ACTIVITY: In the listing below, the lines starting with the line with "Target: white cloud" and going on through the line with "Target: mountain range" are to be reproduced exactly, and only those.

━━━ MATERIAL SHOWN ━━━

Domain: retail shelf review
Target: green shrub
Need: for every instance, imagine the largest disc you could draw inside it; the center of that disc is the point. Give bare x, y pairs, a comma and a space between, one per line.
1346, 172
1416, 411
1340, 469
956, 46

━━━
━━━ MATERIAL SHOWN ━━━

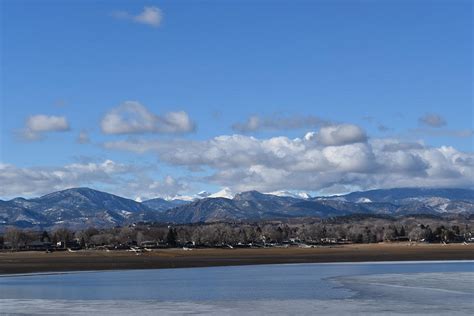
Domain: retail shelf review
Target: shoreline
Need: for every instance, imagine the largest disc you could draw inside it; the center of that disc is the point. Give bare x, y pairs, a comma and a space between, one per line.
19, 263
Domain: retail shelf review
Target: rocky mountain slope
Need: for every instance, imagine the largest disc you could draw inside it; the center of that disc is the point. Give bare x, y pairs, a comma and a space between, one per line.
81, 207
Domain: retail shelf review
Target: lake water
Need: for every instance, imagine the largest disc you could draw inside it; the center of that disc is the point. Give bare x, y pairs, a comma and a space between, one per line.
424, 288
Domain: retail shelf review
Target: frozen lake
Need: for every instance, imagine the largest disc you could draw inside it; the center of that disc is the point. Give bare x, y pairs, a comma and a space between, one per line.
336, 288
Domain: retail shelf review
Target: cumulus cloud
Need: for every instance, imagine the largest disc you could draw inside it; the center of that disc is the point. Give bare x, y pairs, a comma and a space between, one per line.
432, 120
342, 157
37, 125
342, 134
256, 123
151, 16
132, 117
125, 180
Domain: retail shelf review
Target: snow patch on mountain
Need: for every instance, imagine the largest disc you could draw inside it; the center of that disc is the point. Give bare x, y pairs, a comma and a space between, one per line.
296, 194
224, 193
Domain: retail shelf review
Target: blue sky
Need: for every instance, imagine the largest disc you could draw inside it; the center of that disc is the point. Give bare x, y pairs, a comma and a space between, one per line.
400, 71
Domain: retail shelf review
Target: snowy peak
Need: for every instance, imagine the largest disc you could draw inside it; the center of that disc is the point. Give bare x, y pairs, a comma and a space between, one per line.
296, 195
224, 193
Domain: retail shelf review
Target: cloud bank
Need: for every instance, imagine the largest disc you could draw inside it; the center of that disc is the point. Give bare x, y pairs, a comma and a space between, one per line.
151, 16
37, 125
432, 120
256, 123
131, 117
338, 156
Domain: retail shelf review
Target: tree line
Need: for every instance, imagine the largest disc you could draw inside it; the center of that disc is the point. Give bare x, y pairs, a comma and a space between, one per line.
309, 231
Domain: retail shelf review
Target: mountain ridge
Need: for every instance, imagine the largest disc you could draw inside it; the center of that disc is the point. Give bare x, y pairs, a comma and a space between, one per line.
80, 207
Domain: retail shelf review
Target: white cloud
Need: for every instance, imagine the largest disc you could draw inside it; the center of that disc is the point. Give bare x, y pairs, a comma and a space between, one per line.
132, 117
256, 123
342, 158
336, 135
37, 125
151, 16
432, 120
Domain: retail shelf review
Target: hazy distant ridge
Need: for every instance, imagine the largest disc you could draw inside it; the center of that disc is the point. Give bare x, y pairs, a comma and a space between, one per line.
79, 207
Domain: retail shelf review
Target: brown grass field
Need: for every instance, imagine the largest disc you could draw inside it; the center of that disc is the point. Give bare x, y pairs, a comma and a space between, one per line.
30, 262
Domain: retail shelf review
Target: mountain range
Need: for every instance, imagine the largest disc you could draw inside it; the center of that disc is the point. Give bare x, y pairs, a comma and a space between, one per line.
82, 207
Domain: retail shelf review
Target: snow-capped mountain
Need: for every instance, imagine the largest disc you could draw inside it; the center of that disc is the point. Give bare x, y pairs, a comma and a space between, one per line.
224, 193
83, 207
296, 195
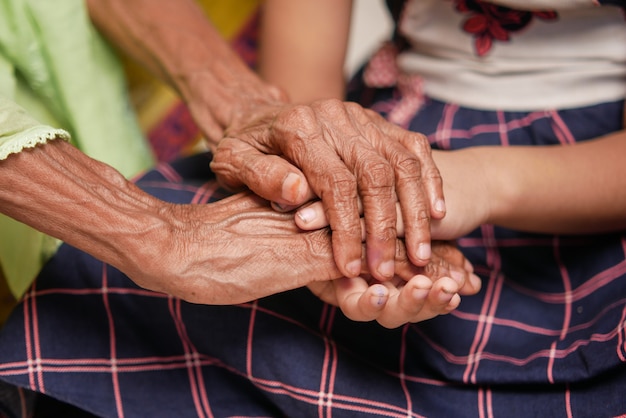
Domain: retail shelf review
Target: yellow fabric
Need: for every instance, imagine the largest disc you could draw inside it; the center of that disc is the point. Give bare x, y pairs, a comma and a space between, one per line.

━━━

EXERCISE RESULT:
Target: white cloud
Need: for every instance, imagine the largest disc you could draw inside it; the center of that disc is the point. Give bare x, y pairs, a comma and a space between, one per line.
132, 117
256, 123
342, 158
336, 135
37, 125
151, 16
432, 120
Domain: retail shelf review
Target: hazy distant ridge
Need: for every instance, imagine the largest disc you could draw inside it; the center of that disc is the point. Give bare x, y pairs, a comma and a space between, one per line.
79, 207
Domain: retail shelf review
Target: brown grass field
Need: for every instance, imagine the largest disc you could draw inside it; the center of that disc is the point. Give bare x, y pairs, a comma and a space between, one per line.
30, 262
Domain: retail shelf review
Target: mountain range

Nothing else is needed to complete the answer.